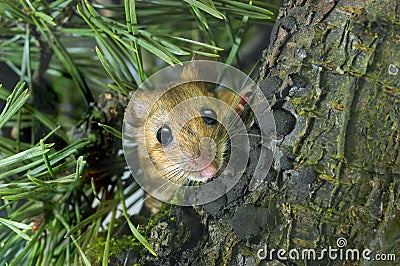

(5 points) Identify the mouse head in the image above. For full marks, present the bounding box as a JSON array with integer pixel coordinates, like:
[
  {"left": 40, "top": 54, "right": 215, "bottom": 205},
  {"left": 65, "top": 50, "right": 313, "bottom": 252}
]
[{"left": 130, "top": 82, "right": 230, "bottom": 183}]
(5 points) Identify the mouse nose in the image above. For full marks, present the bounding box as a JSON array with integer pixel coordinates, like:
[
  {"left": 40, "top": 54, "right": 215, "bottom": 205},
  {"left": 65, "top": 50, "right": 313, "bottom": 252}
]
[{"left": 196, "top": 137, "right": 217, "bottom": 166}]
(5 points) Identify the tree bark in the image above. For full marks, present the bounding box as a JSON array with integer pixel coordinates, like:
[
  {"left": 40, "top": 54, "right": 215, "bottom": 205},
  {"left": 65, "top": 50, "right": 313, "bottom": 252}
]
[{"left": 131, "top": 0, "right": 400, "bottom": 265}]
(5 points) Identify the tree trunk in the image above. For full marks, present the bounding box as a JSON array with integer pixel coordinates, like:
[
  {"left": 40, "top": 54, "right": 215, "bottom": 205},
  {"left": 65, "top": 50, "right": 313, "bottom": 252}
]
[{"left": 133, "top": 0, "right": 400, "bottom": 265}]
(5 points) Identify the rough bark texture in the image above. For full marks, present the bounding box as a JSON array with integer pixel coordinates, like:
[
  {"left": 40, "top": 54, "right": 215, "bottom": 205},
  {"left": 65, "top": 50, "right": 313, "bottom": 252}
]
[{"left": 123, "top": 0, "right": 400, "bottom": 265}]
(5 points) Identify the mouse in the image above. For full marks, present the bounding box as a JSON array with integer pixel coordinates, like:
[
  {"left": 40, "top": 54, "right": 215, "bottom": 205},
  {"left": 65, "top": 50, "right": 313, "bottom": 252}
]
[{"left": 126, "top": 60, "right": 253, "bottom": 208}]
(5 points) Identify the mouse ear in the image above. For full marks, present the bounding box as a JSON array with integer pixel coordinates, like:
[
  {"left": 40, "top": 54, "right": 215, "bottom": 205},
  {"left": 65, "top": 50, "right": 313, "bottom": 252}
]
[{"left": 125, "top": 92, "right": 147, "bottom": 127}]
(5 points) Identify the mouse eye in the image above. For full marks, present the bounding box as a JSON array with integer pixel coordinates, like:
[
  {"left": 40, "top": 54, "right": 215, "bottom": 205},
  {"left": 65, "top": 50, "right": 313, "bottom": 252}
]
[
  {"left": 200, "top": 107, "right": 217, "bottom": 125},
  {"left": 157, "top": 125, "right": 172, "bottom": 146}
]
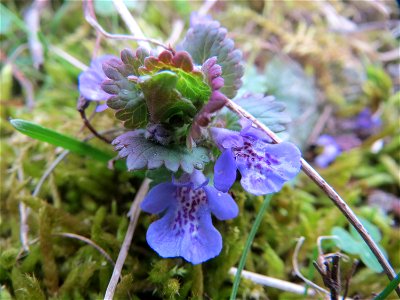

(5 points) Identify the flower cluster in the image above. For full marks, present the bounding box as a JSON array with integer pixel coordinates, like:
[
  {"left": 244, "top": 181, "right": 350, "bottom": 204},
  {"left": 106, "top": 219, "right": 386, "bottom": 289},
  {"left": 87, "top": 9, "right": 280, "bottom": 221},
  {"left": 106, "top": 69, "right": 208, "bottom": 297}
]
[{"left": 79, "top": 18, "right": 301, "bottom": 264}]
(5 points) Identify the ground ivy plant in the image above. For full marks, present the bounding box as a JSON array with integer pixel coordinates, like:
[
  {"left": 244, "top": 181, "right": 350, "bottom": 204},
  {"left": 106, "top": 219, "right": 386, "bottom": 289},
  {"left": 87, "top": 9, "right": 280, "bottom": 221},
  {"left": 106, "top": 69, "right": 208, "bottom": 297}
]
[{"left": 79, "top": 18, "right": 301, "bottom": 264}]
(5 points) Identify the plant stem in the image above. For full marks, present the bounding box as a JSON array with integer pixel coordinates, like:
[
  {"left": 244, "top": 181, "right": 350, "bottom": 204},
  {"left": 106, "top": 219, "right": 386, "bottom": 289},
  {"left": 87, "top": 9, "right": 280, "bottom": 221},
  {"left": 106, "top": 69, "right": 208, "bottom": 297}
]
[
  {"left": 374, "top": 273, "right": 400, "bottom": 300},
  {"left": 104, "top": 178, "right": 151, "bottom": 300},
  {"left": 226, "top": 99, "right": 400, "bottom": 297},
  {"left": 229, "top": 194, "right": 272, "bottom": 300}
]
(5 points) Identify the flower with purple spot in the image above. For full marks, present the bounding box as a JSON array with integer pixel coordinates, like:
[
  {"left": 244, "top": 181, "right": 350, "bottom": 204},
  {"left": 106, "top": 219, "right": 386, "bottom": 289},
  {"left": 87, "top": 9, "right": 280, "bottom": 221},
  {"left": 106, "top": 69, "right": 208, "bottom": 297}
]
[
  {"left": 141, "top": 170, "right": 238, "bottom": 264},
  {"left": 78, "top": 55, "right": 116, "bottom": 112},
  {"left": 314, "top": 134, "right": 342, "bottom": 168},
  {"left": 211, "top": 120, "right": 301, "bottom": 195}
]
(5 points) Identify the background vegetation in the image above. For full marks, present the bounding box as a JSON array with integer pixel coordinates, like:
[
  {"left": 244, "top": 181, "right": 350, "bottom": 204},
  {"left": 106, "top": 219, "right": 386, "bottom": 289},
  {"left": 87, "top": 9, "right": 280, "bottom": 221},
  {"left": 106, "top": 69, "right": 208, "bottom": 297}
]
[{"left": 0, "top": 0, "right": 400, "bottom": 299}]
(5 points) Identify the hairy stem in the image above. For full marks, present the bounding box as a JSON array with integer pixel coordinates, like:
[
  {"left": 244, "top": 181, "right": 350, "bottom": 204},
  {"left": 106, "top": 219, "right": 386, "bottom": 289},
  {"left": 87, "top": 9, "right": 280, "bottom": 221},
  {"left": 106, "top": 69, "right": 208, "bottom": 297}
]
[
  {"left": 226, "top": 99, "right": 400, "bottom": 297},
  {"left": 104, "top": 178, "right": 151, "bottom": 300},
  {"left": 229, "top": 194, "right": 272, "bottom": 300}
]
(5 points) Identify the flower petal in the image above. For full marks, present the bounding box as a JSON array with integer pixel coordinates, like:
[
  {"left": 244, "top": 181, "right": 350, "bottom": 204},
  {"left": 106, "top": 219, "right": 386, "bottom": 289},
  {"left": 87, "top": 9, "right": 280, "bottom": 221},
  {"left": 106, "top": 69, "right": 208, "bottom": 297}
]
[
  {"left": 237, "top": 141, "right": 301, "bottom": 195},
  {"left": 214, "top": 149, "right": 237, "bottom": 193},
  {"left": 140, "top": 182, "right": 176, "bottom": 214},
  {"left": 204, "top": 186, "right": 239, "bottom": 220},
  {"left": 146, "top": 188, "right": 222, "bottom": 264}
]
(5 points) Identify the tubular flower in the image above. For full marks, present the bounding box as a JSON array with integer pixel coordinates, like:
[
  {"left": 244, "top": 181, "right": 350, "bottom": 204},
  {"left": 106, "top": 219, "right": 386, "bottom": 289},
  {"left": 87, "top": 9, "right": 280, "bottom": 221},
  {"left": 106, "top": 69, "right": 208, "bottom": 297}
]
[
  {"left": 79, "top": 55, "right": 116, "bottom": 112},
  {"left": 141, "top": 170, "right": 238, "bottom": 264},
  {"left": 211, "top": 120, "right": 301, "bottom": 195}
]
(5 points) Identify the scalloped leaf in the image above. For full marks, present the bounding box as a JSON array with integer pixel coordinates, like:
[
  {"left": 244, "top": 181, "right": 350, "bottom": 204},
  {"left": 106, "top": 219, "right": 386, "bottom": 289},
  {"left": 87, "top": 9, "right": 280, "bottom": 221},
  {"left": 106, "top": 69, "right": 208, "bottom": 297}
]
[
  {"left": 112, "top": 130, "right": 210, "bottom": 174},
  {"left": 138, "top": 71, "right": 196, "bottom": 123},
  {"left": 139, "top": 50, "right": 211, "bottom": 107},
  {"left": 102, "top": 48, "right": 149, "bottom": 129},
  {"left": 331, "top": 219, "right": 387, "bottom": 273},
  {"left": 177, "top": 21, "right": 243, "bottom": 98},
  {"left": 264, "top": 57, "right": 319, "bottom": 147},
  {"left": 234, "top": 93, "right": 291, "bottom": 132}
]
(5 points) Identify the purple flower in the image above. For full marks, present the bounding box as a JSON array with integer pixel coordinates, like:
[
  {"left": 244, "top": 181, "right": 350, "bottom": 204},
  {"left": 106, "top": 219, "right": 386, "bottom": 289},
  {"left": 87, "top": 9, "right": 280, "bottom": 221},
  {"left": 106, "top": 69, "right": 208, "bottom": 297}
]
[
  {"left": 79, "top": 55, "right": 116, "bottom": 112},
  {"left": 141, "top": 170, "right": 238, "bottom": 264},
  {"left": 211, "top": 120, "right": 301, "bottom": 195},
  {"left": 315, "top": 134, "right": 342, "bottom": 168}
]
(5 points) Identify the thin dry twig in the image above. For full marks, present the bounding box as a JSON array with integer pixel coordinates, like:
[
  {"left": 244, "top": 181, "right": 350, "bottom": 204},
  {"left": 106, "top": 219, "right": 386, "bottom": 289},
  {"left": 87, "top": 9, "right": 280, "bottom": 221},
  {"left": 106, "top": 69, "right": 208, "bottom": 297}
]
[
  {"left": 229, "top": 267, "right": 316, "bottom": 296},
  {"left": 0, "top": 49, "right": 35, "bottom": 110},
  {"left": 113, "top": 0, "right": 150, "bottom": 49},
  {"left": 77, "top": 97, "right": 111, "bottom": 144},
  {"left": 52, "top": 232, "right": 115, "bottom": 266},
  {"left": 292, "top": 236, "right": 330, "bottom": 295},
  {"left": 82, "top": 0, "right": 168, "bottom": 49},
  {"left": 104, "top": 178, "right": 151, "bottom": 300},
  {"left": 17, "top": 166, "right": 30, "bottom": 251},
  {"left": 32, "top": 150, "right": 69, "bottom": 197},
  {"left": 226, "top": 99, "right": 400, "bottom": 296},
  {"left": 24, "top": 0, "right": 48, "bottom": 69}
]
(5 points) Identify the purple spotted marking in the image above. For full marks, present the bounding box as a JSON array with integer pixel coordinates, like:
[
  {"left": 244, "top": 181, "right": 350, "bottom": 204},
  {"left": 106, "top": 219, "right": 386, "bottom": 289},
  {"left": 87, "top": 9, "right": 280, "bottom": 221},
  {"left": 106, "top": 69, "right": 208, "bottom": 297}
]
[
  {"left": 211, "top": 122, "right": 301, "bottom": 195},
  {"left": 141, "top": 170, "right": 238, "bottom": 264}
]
----------
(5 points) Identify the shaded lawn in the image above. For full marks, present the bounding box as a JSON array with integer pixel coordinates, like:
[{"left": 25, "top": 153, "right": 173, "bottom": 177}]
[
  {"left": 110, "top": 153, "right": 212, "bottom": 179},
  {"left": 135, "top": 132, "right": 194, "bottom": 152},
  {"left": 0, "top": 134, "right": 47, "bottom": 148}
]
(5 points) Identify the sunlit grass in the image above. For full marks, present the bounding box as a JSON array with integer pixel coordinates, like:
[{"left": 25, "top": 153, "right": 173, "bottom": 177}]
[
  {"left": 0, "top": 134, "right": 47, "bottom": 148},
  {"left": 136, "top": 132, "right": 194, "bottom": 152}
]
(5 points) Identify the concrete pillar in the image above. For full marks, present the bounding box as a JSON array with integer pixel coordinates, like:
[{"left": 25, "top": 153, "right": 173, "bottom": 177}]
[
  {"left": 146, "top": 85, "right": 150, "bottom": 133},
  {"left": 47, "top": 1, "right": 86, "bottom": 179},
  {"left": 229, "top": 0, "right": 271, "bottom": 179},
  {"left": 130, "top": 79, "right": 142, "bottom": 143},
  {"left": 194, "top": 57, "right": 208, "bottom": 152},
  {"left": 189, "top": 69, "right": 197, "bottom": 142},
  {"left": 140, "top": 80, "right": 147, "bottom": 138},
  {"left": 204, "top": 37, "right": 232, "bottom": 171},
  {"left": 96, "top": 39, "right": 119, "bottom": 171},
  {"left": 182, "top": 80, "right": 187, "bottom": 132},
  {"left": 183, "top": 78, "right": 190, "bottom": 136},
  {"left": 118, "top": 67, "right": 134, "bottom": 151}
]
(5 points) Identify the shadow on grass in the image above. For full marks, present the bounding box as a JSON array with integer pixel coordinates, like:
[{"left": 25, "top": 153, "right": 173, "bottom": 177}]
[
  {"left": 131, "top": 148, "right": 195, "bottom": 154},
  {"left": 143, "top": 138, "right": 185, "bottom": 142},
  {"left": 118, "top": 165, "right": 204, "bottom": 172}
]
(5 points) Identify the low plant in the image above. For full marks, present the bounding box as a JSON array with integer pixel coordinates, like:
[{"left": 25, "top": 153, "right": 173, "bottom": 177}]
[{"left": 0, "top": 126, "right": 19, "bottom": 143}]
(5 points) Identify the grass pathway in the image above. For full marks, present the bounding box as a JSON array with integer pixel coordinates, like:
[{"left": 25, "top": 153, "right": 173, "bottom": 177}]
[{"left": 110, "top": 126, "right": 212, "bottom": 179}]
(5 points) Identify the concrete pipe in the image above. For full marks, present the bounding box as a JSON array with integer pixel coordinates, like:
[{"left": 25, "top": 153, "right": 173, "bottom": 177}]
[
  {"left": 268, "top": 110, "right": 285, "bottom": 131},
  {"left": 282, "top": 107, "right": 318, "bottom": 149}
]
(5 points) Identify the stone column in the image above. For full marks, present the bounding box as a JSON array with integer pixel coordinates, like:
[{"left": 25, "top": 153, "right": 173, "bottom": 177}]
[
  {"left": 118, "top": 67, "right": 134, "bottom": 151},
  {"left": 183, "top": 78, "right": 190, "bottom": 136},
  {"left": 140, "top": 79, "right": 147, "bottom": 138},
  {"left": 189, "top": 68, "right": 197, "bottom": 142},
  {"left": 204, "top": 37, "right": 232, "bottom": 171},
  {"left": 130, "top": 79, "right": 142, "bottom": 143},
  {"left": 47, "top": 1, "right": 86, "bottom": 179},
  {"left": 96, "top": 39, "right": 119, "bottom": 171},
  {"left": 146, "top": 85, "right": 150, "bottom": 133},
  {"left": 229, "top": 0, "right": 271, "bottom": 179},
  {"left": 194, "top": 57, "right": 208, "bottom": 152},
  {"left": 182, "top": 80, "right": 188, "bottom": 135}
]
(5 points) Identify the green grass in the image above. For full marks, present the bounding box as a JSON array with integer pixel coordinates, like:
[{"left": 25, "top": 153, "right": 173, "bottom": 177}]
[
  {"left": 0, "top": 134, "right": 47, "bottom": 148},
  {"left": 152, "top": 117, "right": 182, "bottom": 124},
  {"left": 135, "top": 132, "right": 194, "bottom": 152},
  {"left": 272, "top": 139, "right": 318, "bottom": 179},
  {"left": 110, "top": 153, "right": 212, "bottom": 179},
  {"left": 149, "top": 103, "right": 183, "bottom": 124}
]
----------
» REQUIRED WORK
Count the lines in the records above that contain the string "grass", treating uppercase and lowercase letters as different. Reply with the number alone.

» SOLUTION TO THIS EXERCISE
4